Gather every line of the items that contains the string "shirt", and copy each one out.

[Dataset excerpts on object pointing]
* start *
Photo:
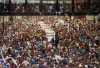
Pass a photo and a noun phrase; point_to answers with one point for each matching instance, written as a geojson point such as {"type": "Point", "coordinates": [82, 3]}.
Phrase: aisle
{"type": "Point", "coordinates": [49, 32]}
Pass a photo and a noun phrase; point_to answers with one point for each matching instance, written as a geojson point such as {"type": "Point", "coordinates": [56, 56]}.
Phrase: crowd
{"type": "Point", "coordinates": [76, 45]}
{"type": "Point", "coordinates": [36, 9]}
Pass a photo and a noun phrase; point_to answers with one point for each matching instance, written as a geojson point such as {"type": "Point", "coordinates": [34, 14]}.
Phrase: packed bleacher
{"type": "Point", "coordinates": [23, 44]}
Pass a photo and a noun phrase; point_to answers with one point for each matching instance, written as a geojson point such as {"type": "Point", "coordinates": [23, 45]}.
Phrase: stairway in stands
{"type": "Point", "coordinates": [49, 31]}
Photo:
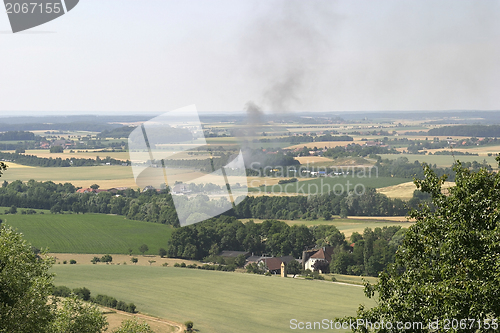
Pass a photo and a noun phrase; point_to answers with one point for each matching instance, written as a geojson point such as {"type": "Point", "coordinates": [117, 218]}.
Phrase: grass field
{"type": "Point", "coordinates": [442, 160]}
{"type": "Point", "coordinates": [106, 176]}
{"type": "Point", "coordinates": [79, 154]}
{"type": "Point", "coordinates": [351, 224]}
{"type": "Point", "coordinates": [217, 302]}
{"type": "Point", "coordinates": [339, 185]}
{"type": "Point", "coordinates": [89, 233]}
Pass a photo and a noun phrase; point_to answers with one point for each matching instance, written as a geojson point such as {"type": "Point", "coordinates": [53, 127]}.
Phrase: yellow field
{"type": "Point", "coordinates": [404, 191]}
{"type": "Point", "coordinates": [481, 150]}
{"type": "Point", "coordinates": [328, 144]}
{"type": "Point", "coordinates": [123, 156]}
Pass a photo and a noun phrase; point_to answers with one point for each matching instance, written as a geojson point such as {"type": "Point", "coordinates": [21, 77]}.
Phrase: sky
{"type": "Point", "coordinates": [150, 56]}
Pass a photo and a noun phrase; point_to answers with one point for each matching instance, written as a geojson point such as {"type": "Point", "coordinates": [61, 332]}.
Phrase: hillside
{"type": "Point", "coordinates": [89, 233]}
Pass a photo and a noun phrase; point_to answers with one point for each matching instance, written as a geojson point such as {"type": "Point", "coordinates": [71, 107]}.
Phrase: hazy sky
{"type": "Point", "coordinates": [156, 55]}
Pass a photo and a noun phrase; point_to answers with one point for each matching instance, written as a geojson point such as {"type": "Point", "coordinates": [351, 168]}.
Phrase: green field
{"type": "Point", "coordinates": [324, 185]}
{"type": "Point", "coordinates": [442, 160]}
{"type": "Point", "coordinates": [217, 302]}
{"type": "Point", "coordinates": [349, 225]}
{"type": "Point", "coordinates": [106, 176]}
{"type": "Point", "coordinates": [89, 233]}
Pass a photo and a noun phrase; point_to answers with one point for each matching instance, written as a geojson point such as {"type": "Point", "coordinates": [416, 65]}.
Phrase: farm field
{"type": "Point", "coordinates": [45, 153]}
{"type": "Point", "coordinates": [404, 191]}
{"type": "Point", "coordinates": [106, 176]}
{"type": "Point", "coordinates": [89, 233]}
{"type": "Point", "coordinates": [442, 160]}
{"type": "Point", "coordinates": [351, 224]}
{"type": "Point", "coordinates": [217, 302]}
{"type": "Point", "coordinates": [339, 184]}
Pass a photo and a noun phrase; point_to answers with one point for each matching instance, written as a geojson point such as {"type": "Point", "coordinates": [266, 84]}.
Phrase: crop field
{"type": "Point", "coordinates": [106, 176]}
{"type": "Point", "coordinates": [442, 160]}
{"type": "Point", "coordinates": [217, 302]}
{"type": "Point", "coordinates": [341, 184]}
{"type": "Point", "coordinates": [89, 233]}
{"type": "Point", "coordinates": [352, 224]}
{"type": "Point", "coordinates": [404, 191]}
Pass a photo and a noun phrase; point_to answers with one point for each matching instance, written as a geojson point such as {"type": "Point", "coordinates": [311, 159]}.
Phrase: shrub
{"type": "Point", "coordinates": [61, 291]}
{"type": "Point", "coordinates": [82, 293]}
{"type": "Point", "coordinates": [189, 326]}
{"type": "Point", "coordinates": [106, 258]}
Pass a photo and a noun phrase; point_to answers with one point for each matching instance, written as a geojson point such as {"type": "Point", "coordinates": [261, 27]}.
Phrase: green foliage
{"type": "Point", "coordinates": [75, 316]}
{"type": "Point", "coordinates": [56, 149]}
{"type": "Point", "coordinates": [189, 326]}
{"type": "Point", "coordinates": [106, 258]}
{"type": "Point", "coordinates": [61, 291]}
{"type": "Point", "coordinates": [26, 284]}
{"type": "Point", "coordinates": [133, 326]}
{"type": "Point", "coordinates": [95, 233]}
{"type": "Point", "coordinates": [143, 248]}
{"type": "Point", "coordinates": [240, 260]}
{"type": "Point", "coordinates": [82, 293]}
{"type": "Point", "coordinates": [294, 267]}
{"type": "Point", "coordinates": [448, 265]}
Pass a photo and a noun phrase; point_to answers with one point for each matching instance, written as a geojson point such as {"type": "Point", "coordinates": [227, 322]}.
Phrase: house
{"type": "Point", "coordinates": [273, 264]}
{"type": "Point", "coordinates": [180, 189]}
{"type": "Point", "coordinates": [324, 254]}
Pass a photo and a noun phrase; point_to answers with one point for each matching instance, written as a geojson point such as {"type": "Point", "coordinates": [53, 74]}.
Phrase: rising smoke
{"type": "Point", "coordinates": [285, 49]}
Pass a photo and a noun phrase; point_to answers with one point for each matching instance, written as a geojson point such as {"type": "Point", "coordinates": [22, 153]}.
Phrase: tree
{"type": "Point", "coordinates": [448, 263]}
{"type": "Point", "coordinates": [133, 326]}
{"type": "Point", "coordinates": [13, 210]}
{"type": "Point", "coordinates": [26, 286]}
{"type": "Point", "coordinates": [240, 260]}
{"type": "Point", "coordinates": [75, 316]}
{"type": "Point", "coordinates": [106, 258]}
{"type": "Point", "coordinates": [143, 248]}
{"type": "Point", "coordinates": [56, 149]}
{"type": "Point", "coordinates": [294, 267]}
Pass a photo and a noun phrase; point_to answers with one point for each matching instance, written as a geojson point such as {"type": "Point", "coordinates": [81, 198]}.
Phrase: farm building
{"type": "Point", "coordinates": [310, 258]}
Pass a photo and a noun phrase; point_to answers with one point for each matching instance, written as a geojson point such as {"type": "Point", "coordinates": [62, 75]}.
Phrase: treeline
{"type": "Point", "coordinates": [467, 130]}
{"type": "Point", "coordinates": [33, 160]}
{"type": "Point", "coordinates": [158, 207]}
{"type": "Point", "coordinates": [356, 150]}
{"type": "Point", "coordinates": [17, 136]}
{"type": "Point", "coordinates": [366, 254]}
{"type": "Point", "coordinates": [308, 138]}
{"type": "Point", "coordinates": [72, 126]}
{"type": "Point", "coordinates": [85, 295]}
{"type": "Point", "coordinates": [369, 253]}
{"type": "Point", "coordinates": [116, 133]}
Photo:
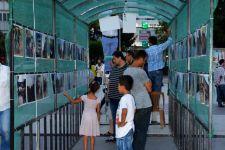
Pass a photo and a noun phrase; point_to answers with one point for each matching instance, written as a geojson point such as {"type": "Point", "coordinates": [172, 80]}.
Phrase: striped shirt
{"type": "Point", "coordinates": [219, 76]}
{"type": "Point", "coordinates": [155, 55]}
{"type": "Point", "coordinates": [114, 81]}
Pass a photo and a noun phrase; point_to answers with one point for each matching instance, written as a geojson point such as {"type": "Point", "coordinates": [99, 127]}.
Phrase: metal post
{"type": "Point", "coordinates": [210, 73]}
{"type": "Point", "coordinates": [11, 64]}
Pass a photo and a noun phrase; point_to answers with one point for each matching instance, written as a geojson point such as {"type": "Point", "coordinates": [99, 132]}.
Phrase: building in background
{"type": "Point", "coordinates": [4, 16]}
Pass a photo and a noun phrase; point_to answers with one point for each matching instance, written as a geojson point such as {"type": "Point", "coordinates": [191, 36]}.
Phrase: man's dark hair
{"type": "Point", "coordinates": [131, 53]}
{"type": "Point", "coordinates": [221, 61]}
{"type": "Point", "coordinates": [140, 54]}
{"type": "Point", "coordinates": [126, 81]}
{"type": "Point", "coordinates": [119, 54]}
{"type": "Point", "coordinates": [152, 40]}
{"type": "Point", "coordinates": [94, 86]}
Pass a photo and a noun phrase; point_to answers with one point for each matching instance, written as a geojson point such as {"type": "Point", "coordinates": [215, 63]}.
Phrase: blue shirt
{"type": "Point", "coordinates": [155, 55]}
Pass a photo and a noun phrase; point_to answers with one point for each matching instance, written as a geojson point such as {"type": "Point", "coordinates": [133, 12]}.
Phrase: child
{"type": "Point", "coordinates": [125, 115]}
{"type": "Point", "coordinates": [90, 119]}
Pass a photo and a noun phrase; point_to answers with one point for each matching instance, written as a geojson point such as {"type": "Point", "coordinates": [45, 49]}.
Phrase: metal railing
{"type": "Point", "coordinates": [55, 130]}
{"type": "Point", "coordinates": [188, 131]}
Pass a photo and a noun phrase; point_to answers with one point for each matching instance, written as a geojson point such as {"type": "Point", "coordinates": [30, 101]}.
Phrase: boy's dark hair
{"type": "Point", "coordinates": [152, 40]}
{"type": "Point", "coordinates": [140, 54]}
{"type": "Point", "coordinates": [94, 86]}
{"type": "Point", "coordinates": [131, 53]}
{"type": "Point", "coordinates": [221, 61]}
{"type": "Point", "coordinates": [126, 81]}
{"type": "Point", "coordinates": [119, 54]}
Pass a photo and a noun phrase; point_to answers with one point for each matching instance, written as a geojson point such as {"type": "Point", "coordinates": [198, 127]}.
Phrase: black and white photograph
{"type": "Point", "coordinates": [51, 53]}
{"type": "Point", "coordinates": [59, 82]}
{"type": "Point", "coordinates": [21, 89]}
{"type": "Point", "coordinates": [18, 41]}
{"type": "Point", "coordinates": [199, 42]}
{"type": "Point", "coordinates": [38, 44]}
{"type": "Point", "coordinates": [202, 94]}
{"type": "Point", "coordinates": [39, 87]}
{"type": "Point", "coordinates": [29, 43]}
{"type": "Point", "coordinates": [60, 48]}
{"type": "Point", "coordinates": [44, 46]}
{"type": "Point", "coordinates": [45, 85]}
{"type": "Point", "coordinates": [204, 39]}
{"type": "Point", "coordinates": [30, 87]}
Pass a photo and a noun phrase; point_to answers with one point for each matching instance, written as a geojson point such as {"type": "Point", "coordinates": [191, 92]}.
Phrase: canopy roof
{"type": "Point", "coordinates": [91, 10]}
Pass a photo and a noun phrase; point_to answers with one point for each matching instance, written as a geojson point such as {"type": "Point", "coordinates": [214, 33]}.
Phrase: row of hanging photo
{"type": "Point", "coordinates": [198, 85]}
{"type": "Point", "coordinates": [34, 87]}
{"type": "Point", "coordinates": [198, 45]}
{"type": "Point", "coordinates": [29, 43]}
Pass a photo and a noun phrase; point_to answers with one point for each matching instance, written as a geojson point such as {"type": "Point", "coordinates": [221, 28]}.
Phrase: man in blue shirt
{"type": "Point", "coordinates": [155, 61]}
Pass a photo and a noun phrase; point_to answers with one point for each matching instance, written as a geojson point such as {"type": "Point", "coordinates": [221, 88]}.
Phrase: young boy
{"type": "Point", "coordinates": [125, 115]}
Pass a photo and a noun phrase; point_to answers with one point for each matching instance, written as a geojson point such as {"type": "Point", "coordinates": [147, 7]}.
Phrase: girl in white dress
{"type": "Point", "coordinates": [89, 126]}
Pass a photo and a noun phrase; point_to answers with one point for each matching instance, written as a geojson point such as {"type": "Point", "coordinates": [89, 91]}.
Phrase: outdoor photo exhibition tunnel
{"type": "Point", "coordinates": [48, 49]}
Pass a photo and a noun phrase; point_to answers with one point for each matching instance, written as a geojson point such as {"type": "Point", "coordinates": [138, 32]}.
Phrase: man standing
{"type": "Point", "coordinates": [219, 79]}
{"type": "Point", "coordinates": [156, 65]}
{"type": "Point", "coordinates": [140, 90]}
{"type": "Point", "coordinates": [114, 95]}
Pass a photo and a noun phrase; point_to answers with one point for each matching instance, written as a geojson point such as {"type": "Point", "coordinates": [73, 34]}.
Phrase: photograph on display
{"type": "Point", "coordinates": [190, 41]}
{"type": "Point", "coordinates": [39, 87]}
{"type": "Point", "coordinates": [202, 94]}
{"type": "Point", "coordinates": [45, 85]}
{"type": "Point", "coordinates": [30, 88]}
{"type": "Point", "coordinates": [44, 46]}
{"type": "Point", "coordinates": [72, 81]}
{"type": "Point", "coordinates": [59, 82]}
{"type": "Point", "coordinates": [29, 43]}
{"type": "Point", "coordinates": [192, 83]}
{"type": "Point", "coordinates": [18, 41]}
{"type": "Point", "coordinates": [51, 53]}
{"type": "Point", "coordinates": [60, 48]}
{"type": "Point", "coordinates": [21, 89]}
{"type": "Point", "coordinates": [199, 42]}
{"type": "Point", "coordinates": [38, 44]}
{"type": "Point", "coordinates": [204, 39]}
{"type": "Point", "coordinates": [53, 76]}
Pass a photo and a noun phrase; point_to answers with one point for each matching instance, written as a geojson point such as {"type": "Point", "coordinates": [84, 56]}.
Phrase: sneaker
{"type": "Point", "coordinates": [110, 139]}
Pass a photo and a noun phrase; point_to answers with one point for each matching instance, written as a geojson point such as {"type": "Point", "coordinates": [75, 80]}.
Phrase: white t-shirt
{"type": "Point", "coordinates": [127, 101]}
{"type": "Point", "coordinates": [4, 87]}
{"type": "Point", "coordinates": [100, 70]}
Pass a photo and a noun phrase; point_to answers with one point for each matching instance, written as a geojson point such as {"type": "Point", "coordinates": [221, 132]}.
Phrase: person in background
{"type": "Point", "coordinates": [219, 80]}
{"type": "Point", "coordinates": [113, 93]}
{"type": "Point", "coordinates": [156, 65]}
{"type": "Point", "coordinates": [125, 115]}
{"type": "Point", "coordinates": [89, 126]}
{"type": "Point", "coordinates": [141, 88]}
{"type": "Point", "coordinates": [129, 57]}
{"type": "Point", "coordinates": [100, 67]}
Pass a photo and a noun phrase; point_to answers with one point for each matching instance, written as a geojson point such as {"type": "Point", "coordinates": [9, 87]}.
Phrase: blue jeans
{"type": "Point", "coordinates": [125, 143]}
{"type": "Point", "coordinates": [141, 123]}
{"type": "Point", "coordinates": [156, 78]}
{"type": "Point", "coordinates": [5, 129]}
{"type": "Point", "coordinates": [113, 107]}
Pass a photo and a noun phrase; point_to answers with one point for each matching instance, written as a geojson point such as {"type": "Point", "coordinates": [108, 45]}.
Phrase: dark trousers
{"type": "Point", "coordinates": [141, 123]}
{"type": "Point", "coordinates": [220, 90]}
{"type": "Point", "coordinates": [113, 106]}
{"type": "Point", "coordinates": [156, 78]}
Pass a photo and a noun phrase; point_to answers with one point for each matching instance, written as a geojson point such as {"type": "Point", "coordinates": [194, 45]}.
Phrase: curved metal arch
{"type": "Point", "coordinates": [160, 1]}
{"type": "Point", "coordinates": [94, 18]}
{"type": "Point", "coordinates": [144, 3]}
{"type": "Point", "coordinates": [121, 10]}
{"type": "Point", "coordinates": [137, 7]}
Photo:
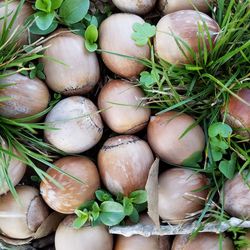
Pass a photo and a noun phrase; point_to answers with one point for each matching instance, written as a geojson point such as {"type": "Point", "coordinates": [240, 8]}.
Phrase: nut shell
{"type": "Point", "coordinates": [86, 238]}
{"type": "Point", "coordinates": [19, 22]}
{"type": "Point", "coordinates": [176, 203]}
{"type": "Point", "coordinates": [115, 36]}
{"type": "Point", "coordinates": [202, 241]}
{"type": "Point", "coordinates": [122, 107]}
{"type": "Point", "coordinates": [124, 163]}
{"type": "Point", "coordinates": [169, 6]}
{"type": "Point", "coordinates": [65, 200]}
{"type": "Point", "coordinates": [16, 168]}
{"type": "Point", "coordinates": [78, 71]}
{"type": "Point", "coordinates": [28, 96]}
{"type": "Point", "coordinates": [164, 132]}
{"type": "Point", "coordinates": [22, 220]}
{"type": "Point", "coordinates": [78, 125]}
{"type": "Point", "coordinates": [237, 197]}
{"type": "Point", "coordinates": [184, 25]}
{"type": "Point", "coordinates": [139, 7]}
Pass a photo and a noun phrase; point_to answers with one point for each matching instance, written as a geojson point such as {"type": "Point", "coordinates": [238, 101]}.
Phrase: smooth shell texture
{"type": "Point", "coordinates": [22, 221]}
{"type": "Point", "coordinates": [138, 242]}
{"type": "Point", "coordinates": [28, 96]}
{"type": "Point", "coordinates": [203, 241]}
{"type": "Point", "coordinates": [238, 113]}
{"type": "Point", "coordinates": [16, 168]}
{"type": "Point", "coordinates": [74, 193]}
{"type": "Point", "coordinates": [25, 12]}
{"type": "Point", "coordinates": [122, 107]}
{"type": "Point", "coordinates": [78, 71]}
{"type": "Point", "coordinates": [176, 196]}
{"type": "Point", "coordinates": [115, 36]}
{"type": "Point", "coordinates": [164, 132]}
{"type": "Point", "coordinates": [184, 25]}
{"type": "Point", "coordinates": [169, 6]}
{"type": "Point", "coordinates": [86, 238]}
{"type": "Point", "coordinates": [237, 197]}
{"type": "Point", "coordinates": [124, 163]}
{"type": "Point", "coordinates": [139, 7]}
{"type": "Point", "coordinates": [79, 126]}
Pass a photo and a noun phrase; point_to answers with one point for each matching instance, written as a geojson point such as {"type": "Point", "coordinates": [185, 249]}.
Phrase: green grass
{"type": "Point", "coordinates": [22, 135]}
{"type": "Point", "coordinates": [202, 88]}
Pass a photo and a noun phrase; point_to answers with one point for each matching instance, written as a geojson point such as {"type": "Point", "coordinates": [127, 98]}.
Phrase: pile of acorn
{"type": "Point", "coordinates": [122, 164]}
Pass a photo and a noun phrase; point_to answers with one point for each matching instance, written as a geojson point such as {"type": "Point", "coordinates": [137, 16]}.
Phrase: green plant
{"type": "Point", "coordinates": [142, 33]}
{"type": "Point", "coordinates": [219, 141]}
{"type": "Point", "coordinates": [50, 14]}
{"type": "Point", "coordinates": [35, 70]}
{"type": "Point", "coordinates": [91, 36]}
{"type": "Point", "coordinates": [111, 211]}
{"type": "Point", "coordinates": [202, 89]}
{"type": "Point", "coordinates": [23, 135]}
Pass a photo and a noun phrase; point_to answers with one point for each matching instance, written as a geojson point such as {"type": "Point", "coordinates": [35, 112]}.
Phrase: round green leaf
{"type": "Point", "coordinates": [55, 4]}
{"type": "Point", "coordinates": [91, 33]}
{"type": "Point", "coordinates": [36, 31]}
{"type": "Point", "coordinates": [128, 206]}
{"type": "Point", "coordinates": [43, 5]}
{"type": "Point", "coordinates": [134, 217]}
{"type": "Point", "coordinates": [103, 195]}
{"type": "Point", "coordinates": [112, 213]}
{"type": "Point", "coordinates": [91, 47]}
{"type": "Point", "coordinates": [138, 197]}
{"type": "Point", "coordinates": [44, 20]}
{"type": "Point", "coordinates": [73, 11]}
{"type": "Point", "coordinates": [221, 129]}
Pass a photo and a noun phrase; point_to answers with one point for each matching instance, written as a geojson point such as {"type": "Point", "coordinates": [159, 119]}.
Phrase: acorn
{"type": "Point", "coordinates": [203, 241]}
{"type": "Point", "coordinates": [15, 167]}
{"type": "Point", "coordinates": [76, 188]}
{"type": "Point", "coordinates": [21, 220]}
{"type": "Point", "coordinates": [169, 6]}
{"type": "Point", "coordinates": [124, 162]}
{"type": "Point", "coordinates": [116, 43]}
{"type": "Point", "coordinates": [237, 196]}
{"type": "Point", "coordinates": [167, 139]}
{"type": "Point", "coordinates": [28, 97]}
{"type": "Point", "coordinates": [178, 198]}
{"type": "Point", "coordinates": [122, 107]}
{"type": "Point", "coordinates": [76, 123]}
{"type": "Point", "coordinates": [180, 29]}
{"type": "Point", "coordinates": [73, 70]}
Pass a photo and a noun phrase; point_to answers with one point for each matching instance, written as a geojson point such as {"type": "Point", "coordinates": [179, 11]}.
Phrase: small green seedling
{"type": "Point", "coordinates": [111, 211]}
{"type": "Point", "coordinates": [91, 36]}
{"type": "Point", "coordinates": [142, 33]}
{"type": "Point", "coordinates": [46, 14]}
{"type": "Point", "coordinates": [219, 135]}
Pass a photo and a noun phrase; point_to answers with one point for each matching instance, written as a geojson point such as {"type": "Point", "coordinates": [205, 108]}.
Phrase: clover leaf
{"type": "Point", "coordinates": [142, 33]}
{"type": "Point", "coordinates": [91, 36]}
{"type": "Point", "coordinates": [221, 129]}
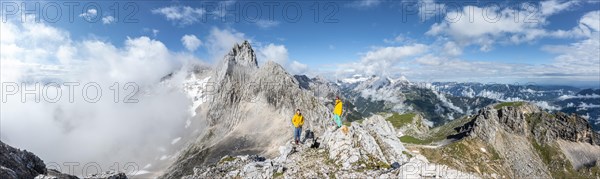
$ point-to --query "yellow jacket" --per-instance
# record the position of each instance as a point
(298, 120)
(338, 107)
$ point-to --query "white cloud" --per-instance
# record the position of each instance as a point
(108, 20)
(181, 15)
(551, 7)
(366, 3)
(382, 60)
(297, 68)
(105, 131)
(486, 26)
(279, 54)
(220, 41)
(452, 49)
(155, 32)
(265, 24)
(191, 42)
(90, 15)
(397, 39)
(272, 52)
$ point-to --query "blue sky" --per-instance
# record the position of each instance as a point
(363, 36)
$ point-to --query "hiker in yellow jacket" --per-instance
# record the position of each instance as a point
(337, 111)
(298, 121)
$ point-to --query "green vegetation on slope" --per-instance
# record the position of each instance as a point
(513, 104)
(467, 155)
(413, 140)
(438, 133)
(399, 120)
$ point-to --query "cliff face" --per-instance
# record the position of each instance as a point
(529, 121)
(533, 143)
(15, 163)
(366, 150)
(19, 164)
(248, 111)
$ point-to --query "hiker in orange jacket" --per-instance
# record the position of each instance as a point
(337, 111)
(298, 121)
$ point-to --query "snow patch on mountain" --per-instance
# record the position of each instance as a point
(196, 90)
(588, 96)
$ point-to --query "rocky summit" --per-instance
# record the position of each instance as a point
(392, 128)
(18, 164)
(369, 149)
(249, 133)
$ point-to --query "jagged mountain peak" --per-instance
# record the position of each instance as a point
(242, 54)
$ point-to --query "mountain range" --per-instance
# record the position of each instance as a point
(393, 128)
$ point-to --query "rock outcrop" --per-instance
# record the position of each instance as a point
(367, 150)
(15, 163)
(248, 111)
(18, 164)
(533, 142)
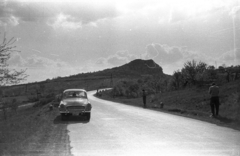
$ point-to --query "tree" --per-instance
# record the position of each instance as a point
(189, 71)
(177, 79)
(7, 75)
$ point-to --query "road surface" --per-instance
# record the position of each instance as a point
(122, 130)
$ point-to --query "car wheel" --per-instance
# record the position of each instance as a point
(63, 117)
(88, 116)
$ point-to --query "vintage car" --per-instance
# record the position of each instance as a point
(75, 102)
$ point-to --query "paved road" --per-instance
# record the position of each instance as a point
(121, 130)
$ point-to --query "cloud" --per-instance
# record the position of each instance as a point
(74, 13)
(65, 22)
(163, 53)
(41, 68)
(119, 58)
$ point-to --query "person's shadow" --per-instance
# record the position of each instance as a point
(70, 120)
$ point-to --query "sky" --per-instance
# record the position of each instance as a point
(61, 38)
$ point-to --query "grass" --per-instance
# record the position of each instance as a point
(32, 132)
(193, 102)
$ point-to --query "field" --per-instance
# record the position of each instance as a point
(193, 102)
(33, 131)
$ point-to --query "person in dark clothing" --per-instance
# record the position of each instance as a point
(214, 101)
(144, 98)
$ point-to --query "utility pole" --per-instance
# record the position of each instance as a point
(111, 82)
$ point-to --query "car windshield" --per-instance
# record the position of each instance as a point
(74, 94)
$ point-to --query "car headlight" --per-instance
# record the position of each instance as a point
(62, 106)
(88, 107)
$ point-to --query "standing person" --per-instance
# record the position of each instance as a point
(144, 98)
(214, 101)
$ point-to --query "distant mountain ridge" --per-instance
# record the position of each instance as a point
(139, 67)
(133, 69)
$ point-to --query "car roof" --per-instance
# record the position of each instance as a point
(67, 90)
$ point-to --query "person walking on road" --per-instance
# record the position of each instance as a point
(214, 100)
(144, 98)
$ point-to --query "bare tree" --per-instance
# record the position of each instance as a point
* end *
§ Answer for this exercise:
Phrase: striped shirt
Phrase: blue shirt
Phrase: man in blue shirt
Phrase: white t-shirt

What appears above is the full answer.